[What the exercise asks]
Where "road" appears in a line of the entries below, that line should be copied.

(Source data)
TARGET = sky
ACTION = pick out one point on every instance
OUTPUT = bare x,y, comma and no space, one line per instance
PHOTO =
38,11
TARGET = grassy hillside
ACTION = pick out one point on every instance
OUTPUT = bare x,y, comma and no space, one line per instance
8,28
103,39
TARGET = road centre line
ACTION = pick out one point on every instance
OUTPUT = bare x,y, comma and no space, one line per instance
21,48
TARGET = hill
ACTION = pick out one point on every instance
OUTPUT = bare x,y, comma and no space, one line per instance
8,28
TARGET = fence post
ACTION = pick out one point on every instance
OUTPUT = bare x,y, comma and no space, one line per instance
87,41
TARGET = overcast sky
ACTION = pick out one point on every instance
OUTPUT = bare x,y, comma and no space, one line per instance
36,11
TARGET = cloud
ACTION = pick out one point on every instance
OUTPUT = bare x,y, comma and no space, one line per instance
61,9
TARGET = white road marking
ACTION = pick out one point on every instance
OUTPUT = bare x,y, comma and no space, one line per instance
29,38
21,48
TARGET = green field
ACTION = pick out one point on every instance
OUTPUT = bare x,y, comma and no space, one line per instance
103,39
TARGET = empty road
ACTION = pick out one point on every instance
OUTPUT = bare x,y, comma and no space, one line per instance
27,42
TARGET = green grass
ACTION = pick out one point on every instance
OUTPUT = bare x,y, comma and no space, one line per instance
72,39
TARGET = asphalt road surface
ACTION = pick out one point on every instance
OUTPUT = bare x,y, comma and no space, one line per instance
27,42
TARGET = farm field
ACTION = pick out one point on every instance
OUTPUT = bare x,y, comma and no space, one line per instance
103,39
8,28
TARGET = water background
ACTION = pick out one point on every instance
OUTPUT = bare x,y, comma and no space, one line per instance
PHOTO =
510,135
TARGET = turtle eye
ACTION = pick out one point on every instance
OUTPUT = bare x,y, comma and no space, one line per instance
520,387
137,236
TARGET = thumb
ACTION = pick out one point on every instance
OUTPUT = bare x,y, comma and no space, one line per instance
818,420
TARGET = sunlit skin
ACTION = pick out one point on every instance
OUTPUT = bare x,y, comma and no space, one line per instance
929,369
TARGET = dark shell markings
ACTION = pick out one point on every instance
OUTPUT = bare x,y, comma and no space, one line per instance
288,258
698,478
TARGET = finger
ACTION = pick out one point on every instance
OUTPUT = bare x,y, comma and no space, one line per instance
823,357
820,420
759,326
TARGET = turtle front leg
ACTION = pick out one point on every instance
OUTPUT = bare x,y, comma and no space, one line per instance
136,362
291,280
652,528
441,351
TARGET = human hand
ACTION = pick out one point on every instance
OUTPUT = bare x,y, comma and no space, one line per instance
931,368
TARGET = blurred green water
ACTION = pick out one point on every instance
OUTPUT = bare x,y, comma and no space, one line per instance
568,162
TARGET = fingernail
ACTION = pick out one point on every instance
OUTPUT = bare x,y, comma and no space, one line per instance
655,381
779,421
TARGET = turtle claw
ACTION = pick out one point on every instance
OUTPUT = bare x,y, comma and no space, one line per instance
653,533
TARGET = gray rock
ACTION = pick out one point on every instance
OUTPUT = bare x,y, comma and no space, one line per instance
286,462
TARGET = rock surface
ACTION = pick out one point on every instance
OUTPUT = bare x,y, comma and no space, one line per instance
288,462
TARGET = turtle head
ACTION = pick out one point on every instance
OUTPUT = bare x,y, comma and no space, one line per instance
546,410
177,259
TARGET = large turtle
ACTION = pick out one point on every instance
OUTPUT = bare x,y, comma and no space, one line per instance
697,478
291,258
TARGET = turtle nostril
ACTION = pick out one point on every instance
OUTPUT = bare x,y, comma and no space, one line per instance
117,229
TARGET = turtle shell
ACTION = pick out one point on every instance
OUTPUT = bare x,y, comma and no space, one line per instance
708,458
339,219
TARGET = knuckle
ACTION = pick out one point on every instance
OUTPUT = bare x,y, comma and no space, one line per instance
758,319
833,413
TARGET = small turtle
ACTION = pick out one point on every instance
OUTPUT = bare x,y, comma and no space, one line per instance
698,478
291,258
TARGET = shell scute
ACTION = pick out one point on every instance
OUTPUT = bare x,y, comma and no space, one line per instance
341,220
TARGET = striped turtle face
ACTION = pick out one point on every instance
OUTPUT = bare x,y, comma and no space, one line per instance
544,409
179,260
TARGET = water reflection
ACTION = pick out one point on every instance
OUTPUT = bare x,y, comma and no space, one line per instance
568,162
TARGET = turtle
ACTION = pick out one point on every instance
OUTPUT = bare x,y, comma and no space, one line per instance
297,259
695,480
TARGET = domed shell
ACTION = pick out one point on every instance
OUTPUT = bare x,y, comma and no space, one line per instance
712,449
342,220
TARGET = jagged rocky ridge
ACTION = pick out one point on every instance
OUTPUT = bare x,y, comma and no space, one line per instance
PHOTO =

[Response area]
TARGET = road centre line
TARGET = white road marking
TARGET = empty road
TARGET = asphalt road surface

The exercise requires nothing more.